Page text
Among his other liturgical compositions are hymns, canticles
(including over 100 Magnificats), responsories for Holy
Week, Passions, Lamentations, and some independent pieces for major feasts.
Secular music
Lassus wrote in all the prominent secular forms of the time, including Italian madrigal, French chanson and German lied: he is
one of the only Renaissance composers to write prolifically in four languages (Latin,
Italian, French and German), and he wrote with equal fluency in each. Many of his songs became hugely popular, circulating
widely in Europe. Lassus was probably the only composer of the late Renaissance to have this gift of musical tongues. In these
various secular songs he conforms to the manner of the country of origin while still showing his characteristic originality, wit,
and conciseness of statement.
Madrigals
Lassus leading a chamber ensemble, painted by Hans Mielich
In his madrigals, many of which he wrote during his stay in Rome, his style is clear and concise, and he wrote tunes which
were easily memorable; he also "signed" his work by frequently using the word 'lasso' (and often setting with the sol-fege
syllables la-sol, i.e. A-G in the key of C). His choice of poetry varied widely, from Petrarch
for his more serious work to the lightest verse for some of his amusing canzonettas.
Lassus often preferred cyclic madrigals, i.e. settings of multiple poems in a group as a set of related pieces of music. For
example, his fourth book of madrigals for five voices begins with a complete sestina by
Petrarch, continues with two-part sonnets, and concludes with another sestina: therefore the
entire book can be heard as a unified composition with each madrigal a subsidiary part.
Chansons
Another form which Lassus cultivated was the French chanson, of which he wrote about 150. Most of them date from the 1550s,
but he continued to write them even after he was in Germany: his latest productions in this genre come from the 1580s. They were
enormously popular in Europe, and of all his works, the most widely arranged for instruments such as lute and keyboard. Most were
collected in the 1570s and 1580s in three publications: one by Pierre Phalèse the
Elder in 1571, and two by Le Roy & Ballard in 1576 and
1584. Stylistically, they ranged from the dignified and serious, to playful, bawdy, and amorous
compositions, as well as drinking songs suited to taverns. Lassus followed the polished, lyrical style of Sermisy rather than the programmatic style of Clément
Janequin for his writing.

Supplied entries
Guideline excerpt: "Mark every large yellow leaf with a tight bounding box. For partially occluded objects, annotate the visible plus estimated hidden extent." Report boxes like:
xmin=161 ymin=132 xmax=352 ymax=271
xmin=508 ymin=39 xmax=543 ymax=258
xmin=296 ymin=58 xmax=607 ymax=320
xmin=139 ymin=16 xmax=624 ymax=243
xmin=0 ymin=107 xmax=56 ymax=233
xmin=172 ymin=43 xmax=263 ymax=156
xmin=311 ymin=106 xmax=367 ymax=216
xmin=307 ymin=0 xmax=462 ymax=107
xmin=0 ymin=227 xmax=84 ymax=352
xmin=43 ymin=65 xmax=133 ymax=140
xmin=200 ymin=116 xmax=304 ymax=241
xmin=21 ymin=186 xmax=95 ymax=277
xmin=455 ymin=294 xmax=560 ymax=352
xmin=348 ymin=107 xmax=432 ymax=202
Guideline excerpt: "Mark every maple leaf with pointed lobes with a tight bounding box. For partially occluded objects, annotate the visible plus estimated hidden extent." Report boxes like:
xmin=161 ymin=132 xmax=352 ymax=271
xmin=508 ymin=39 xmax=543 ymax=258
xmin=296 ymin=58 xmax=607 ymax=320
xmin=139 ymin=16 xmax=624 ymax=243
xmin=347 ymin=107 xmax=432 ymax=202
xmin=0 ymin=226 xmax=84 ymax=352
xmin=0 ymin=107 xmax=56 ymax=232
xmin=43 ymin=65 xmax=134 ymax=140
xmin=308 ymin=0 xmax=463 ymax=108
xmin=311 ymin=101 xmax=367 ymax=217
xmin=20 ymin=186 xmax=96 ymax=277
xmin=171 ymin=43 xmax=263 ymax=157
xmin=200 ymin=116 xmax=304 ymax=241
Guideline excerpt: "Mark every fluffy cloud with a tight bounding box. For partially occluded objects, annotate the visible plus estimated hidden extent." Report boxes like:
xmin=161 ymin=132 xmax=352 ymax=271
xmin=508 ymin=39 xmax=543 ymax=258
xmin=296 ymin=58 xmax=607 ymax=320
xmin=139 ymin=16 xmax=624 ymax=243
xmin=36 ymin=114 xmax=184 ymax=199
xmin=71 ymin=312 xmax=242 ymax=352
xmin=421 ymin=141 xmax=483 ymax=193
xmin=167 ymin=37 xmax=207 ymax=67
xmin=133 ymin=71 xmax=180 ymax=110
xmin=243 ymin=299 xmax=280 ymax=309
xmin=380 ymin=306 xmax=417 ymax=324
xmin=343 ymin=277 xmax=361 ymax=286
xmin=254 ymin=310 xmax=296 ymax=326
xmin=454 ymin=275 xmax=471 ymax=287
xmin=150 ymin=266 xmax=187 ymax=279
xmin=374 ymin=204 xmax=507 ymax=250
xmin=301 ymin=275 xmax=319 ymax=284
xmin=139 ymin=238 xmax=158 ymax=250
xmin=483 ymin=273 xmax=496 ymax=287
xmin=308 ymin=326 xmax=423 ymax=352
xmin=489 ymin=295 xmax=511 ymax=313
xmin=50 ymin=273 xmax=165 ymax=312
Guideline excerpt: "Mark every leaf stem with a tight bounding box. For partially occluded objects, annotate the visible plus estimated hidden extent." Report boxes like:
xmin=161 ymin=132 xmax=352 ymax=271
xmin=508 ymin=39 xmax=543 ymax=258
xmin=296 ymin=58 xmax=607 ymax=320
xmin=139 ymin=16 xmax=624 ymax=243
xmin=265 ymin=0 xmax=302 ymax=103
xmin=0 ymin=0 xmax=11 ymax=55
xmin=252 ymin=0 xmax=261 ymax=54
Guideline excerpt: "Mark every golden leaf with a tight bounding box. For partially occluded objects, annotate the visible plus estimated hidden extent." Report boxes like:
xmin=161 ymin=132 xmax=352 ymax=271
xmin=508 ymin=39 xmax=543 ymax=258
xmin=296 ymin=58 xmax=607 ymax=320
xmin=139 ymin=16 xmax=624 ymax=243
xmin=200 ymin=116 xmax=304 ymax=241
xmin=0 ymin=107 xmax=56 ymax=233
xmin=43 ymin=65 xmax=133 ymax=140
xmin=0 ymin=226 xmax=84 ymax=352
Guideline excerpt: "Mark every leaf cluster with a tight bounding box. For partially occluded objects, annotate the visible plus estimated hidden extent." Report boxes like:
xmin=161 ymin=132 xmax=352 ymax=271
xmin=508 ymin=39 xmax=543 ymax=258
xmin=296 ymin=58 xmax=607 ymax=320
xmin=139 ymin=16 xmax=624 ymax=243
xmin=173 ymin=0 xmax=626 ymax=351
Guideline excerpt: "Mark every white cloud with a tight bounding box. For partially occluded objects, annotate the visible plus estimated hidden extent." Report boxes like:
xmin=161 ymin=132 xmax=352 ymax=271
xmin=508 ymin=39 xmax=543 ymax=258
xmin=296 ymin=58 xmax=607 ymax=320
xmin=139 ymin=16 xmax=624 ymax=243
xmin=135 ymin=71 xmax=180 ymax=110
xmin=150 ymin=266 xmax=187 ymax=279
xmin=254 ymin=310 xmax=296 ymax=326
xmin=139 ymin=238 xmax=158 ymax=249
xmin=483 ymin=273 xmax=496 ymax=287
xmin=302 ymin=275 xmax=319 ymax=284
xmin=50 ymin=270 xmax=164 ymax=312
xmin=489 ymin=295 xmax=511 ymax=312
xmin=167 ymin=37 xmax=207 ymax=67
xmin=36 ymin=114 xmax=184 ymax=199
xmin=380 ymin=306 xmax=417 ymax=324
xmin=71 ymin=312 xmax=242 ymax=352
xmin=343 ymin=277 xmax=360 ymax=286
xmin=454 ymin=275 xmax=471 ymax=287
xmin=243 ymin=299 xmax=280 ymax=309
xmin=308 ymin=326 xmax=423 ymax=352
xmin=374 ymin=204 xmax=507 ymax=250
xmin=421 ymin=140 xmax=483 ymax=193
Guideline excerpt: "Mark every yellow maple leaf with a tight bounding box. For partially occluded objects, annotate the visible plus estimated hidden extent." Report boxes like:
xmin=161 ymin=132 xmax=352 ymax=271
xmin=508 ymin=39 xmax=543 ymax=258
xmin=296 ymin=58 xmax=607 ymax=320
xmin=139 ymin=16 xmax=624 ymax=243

Complete the following
1/ In the text on Lassus, why can his fourth book of madrigals for five voices be heard as one unified composition? Answer in one to three sentences.
2/ Write the next part of the text on Lassus, starting after its final sentence.

Expected answers
1/ The book opens with a complete sestina by Petrarch, continues with two-part sonnets, and ends with another sestina. Because of this arrangement of related settings, the entire book can be heard as a unified composition, with each madrigal a subsidiary part.

2/
One of the most famous of Lassus's drinking songs was used by Shakespeare in
Henry IV, Part II. English words are fitted to Un jour vis un foulon qui fouloit
(as Monsieur Mingo) and sung by the drunken Justice Silence, in Act V, Scene iii.
German lieder
A third type of secular composition by Lassus was the German lied. Most of these he evidently
intended for a different audience, since they are considerably different in tone and style from either the chansons or madrigals;
in addition, he wrote them later in life, with none appearing until 1567, when he was already
well-established at Munich. Many are on religious subjects, although light and comic verse are represented as well. He also wrote
drinking songs in German, and contrasting with his parallel work in the genre of the chanson, he also wrote songs on the
unfortunate aspects of overindulgence.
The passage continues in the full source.